→ What needs to be done
Report every line of the records below that contains the string "tree", reproducing each such line in full. Letter case matters in the match.
══ Entries supplied
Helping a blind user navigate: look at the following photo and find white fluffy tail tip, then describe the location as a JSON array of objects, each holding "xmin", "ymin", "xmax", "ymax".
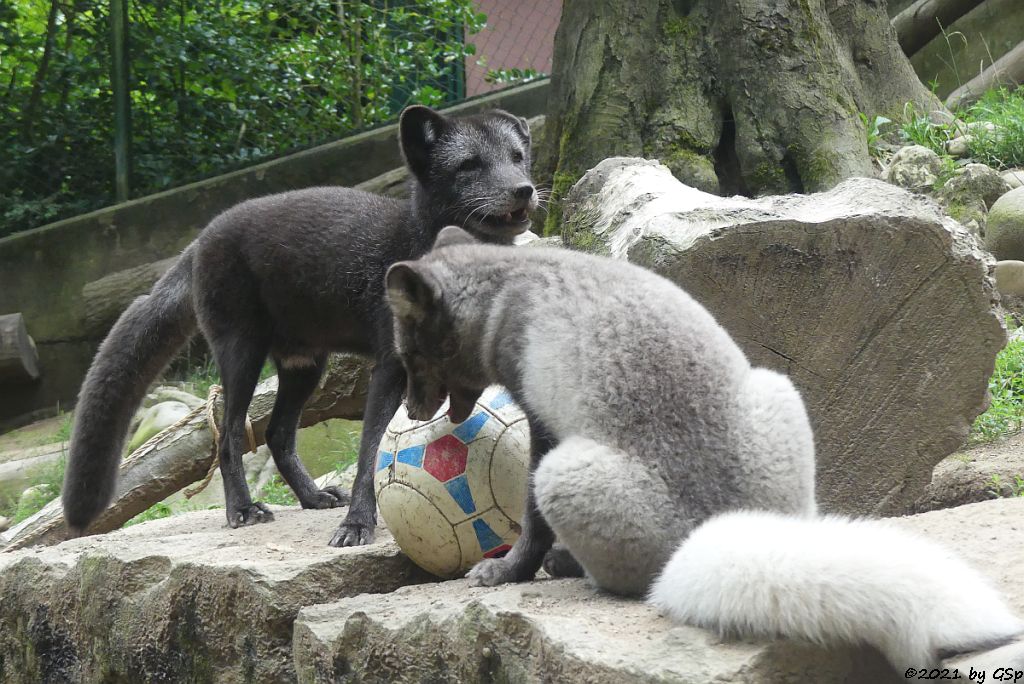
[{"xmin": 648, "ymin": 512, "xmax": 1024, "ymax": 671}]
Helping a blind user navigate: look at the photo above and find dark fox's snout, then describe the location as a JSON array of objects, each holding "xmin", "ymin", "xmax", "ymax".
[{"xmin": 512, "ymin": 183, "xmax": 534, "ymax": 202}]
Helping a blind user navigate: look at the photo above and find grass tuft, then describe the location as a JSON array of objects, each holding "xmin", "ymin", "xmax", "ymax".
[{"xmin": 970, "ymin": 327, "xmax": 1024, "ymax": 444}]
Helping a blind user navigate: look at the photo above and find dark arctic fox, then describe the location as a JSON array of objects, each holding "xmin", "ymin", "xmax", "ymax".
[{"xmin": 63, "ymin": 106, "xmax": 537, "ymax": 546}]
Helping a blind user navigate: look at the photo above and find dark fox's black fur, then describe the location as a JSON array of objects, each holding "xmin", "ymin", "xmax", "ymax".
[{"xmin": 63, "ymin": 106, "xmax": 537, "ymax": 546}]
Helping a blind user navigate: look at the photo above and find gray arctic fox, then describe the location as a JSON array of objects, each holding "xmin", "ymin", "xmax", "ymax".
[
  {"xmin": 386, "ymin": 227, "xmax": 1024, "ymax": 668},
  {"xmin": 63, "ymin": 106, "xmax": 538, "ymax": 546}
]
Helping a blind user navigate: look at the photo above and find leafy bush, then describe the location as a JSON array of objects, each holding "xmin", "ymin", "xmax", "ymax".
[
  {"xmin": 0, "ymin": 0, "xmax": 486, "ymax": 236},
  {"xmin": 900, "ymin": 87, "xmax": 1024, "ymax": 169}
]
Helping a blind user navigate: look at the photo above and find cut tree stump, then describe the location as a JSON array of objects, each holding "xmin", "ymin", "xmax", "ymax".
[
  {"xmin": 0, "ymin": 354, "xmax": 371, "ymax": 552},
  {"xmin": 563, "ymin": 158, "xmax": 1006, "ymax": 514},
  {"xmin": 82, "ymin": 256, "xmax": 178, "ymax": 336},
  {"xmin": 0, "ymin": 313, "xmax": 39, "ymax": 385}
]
════
══ Entries supplied
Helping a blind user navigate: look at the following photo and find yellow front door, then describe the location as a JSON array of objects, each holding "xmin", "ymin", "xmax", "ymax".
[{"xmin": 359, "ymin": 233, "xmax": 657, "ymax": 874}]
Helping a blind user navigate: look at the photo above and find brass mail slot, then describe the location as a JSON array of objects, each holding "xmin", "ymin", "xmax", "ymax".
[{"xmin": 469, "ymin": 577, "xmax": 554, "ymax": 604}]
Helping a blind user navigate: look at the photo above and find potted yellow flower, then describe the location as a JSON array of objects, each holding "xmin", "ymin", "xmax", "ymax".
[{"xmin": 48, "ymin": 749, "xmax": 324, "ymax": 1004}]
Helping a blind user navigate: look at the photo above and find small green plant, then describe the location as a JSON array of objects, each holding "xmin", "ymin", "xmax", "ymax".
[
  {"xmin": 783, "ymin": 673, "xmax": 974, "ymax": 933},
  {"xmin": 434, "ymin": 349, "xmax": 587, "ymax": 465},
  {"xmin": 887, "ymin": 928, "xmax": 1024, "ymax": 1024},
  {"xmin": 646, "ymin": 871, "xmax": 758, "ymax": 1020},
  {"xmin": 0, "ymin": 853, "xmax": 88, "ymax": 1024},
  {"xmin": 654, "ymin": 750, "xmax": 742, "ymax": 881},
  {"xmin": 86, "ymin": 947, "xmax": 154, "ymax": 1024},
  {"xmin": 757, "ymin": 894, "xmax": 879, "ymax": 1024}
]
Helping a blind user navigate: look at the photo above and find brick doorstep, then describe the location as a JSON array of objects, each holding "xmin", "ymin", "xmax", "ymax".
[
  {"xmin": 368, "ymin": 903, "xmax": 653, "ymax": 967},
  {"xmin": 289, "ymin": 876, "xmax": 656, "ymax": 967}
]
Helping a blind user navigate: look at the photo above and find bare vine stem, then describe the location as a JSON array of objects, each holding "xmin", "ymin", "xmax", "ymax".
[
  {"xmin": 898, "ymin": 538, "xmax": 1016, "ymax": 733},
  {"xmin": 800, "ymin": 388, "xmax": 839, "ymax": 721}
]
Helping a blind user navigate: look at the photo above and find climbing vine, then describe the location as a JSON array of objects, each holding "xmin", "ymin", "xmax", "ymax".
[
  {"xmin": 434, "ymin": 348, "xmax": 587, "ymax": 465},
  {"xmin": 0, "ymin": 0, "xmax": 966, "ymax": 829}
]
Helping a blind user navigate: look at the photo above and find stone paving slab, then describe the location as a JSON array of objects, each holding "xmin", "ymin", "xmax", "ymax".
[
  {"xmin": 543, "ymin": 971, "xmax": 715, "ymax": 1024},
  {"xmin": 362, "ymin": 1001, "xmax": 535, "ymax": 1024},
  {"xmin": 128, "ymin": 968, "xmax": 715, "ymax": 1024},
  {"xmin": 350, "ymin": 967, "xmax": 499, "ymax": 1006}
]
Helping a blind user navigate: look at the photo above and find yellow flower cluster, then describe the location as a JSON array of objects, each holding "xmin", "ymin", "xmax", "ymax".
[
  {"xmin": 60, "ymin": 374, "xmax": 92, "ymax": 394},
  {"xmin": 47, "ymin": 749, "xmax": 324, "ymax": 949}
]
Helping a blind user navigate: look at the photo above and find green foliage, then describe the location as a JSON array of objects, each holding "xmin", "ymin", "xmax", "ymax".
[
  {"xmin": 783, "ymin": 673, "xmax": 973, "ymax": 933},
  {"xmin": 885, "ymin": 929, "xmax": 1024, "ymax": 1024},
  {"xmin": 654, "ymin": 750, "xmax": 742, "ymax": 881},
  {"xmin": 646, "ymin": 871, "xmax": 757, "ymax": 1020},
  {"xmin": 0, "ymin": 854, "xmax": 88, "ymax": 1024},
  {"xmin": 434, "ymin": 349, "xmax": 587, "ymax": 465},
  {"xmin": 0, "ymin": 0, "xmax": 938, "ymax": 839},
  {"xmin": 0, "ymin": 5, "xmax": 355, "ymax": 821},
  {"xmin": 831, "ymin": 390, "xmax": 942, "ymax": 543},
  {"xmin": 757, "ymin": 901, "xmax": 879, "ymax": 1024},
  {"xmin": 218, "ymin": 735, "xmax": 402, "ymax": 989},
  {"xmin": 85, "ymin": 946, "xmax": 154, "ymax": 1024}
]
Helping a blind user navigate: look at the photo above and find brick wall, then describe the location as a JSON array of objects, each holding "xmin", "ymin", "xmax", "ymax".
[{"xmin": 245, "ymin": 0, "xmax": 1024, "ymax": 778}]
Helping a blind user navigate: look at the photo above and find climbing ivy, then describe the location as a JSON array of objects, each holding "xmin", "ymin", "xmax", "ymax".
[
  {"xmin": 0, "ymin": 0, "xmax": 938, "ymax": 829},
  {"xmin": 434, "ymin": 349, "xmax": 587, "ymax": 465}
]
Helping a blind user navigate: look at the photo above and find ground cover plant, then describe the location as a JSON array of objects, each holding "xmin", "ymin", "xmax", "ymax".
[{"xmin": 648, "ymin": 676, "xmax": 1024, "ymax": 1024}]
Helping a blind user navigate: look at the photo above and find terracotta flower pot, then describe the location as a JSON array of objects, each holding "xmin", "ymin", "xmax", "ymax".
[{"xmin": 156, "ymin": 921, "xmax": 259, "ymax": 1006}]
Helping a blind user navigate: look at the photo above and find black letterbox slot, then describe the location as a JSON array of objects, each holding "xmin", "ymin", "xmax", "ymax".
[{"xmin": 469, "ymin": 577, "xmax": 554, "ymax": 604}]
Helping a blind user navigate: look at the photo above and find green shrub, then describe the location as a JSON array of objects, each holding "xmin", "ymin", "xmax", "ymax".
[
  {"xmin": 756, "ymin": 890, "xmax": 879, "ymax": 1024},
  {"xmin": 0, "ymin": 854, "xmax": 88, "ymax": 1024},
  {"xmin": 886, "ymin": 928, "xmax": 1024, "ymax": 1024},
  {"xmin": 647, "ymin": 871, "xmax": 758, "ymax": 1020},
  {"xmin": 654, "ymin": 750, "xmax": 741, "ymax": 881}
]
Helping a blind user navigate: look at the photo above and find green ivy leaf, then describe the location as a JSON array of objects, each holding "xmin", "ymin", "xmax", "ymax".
════
══ Entries supplied
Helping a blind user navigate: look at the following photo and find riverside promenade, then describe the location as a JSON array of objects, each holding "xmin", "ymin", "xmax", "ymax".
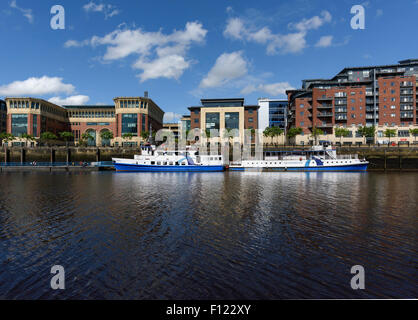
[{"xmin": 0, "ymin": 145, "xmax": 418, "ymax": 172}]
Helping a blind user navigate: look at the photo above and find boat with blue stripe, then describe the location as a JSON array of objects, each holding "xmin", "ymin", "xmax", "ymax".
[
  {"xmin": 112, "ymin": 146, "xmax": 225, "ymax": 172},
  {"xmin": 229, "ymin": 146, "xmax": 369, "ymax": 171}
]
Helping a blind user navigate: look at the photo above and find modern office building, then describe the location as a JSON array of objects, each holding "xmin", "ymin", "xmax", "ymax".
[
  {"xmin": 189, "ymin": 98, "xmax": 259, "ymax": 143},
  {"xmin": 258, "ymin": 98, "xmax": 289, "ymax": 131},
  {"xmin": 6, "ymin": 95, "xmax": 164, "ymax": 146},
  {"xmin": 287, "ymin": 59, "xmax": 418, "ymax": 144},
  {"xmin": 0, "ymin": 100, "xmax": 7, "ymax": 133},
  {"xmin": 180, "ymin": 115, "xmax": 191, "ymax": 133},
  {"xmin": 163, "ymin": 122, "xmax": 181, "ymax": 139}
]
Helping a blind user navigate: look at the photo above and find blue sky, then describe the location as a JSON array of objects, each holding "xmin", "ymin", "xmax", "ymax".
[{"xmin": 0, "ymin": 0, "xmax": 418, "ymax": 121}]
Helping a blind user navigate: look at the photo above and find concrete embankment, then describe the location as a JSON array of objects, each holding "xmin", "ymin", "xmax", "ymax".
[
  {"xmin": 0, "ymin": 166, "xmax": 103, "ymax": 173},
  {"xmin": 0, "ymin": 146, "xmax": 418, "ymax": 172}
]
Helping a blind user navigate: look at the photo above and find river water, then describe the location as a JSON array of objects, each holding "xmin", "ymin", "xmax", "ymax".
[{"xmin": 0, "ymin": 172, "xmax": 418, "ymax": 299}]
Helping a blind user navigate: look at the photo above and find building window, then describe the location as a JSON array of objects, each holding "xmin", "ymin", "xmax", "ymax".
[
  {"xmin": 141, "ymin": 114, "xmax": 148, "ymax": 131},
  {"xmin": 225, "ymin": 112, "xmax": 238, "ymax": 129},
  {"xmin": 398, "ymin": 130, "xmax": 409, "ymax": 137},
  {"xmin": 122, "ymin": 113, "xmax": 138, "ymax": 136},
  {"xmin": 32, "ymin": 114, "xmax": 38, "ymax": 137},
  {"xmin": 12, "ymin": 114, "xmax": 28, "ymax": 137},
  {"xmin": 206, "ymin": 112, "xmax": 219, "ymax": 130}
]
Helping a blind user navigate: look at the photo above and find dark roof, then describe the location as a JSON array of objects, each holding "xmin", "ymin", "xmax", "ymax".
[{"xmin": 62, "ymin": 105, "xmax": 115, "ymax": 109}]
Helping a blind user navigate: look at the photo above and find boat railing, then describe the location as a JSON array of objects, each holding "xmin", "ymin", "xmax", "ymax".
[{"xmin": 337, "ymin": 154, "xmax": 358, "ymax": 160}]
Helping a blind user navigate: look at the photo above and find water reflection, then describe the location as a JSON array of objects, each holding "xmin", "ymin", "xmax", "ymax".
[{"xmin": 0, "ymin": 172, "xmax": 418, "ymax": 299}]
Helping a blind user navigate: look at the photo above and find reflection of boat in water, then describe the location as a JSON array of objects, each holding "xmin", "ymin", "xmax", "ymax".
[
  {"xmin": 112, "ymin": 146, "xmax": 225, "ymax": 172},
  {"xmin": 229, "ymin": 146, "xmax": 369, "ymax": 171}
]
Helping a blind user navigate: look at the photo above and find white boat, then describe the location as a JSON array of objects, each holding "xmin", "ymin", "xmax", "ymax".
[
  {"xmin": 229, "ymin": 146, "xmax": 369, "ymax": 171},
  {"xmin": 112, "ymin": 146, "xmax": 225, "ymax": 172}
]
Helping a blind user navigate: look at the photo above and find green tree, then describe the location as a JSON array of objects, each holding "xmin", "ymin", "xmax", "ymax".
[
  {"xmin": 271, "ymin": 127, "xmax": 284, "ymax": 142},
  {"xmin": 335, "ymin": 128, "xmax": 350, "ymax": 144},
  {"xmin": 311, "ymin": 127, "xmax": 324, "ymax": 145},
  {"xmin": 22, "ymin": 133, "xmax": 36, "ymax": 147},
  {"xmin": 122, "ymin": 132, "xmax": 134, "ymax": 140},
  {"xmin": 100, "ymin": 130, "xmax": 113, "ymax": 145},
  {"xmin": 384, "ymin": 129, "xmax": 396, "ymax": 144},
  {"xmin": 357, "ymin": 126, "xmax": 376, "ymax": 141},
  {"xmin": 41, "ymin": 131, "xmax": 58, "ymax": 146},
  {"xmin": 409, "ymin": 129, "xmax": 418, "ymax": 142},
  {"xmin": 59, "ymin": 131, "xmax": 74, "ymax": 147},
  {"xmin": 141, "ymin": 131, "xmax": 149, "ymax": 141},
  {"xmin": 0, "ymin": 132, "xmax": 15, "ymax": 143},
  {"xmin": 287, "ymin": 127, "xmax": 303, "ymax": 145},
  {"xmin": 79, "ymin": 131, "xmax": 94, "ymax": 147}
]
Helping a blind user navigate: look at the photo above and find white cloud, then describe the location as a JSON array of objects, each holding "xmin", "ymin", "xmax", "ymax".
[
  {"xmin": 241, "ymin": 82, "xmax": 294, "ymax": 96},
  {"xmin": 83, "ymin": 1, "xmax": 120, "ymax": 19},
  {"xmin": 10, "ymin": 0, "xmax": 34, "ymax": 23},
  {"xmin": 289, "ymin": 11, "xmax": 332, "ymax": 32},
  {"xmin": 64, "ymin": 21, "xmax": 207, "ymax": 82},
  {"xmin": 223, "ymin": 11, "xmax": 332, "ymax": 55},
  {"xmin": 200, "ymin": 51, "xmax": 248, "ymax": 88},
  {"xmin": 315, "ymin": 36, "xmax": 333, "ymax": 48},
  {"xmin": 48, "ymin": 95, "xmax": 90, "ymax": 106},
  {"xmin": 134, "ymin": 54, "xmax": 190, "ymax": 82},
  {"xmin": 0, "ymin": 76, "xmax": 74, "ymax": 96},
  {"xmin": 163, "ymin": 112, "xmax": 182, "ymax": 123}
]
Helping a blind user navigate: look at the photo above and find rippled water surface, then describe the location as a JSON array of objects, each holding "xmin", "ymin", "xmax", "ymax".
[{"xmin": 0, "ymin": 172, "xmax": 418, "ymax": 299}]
════
→ Output below
Helping a blind user navigate: look at the photo above and find cut tree stump, then describe the location as a JSON array of objects, each holding "xmin", "ymin", "xmax", "ymax".
Helping a blind user navigate: look at the photo above and find green tree, then describe the location as a JSON array of objects, each holding "xmin", "ymin", "xmax", "ymax".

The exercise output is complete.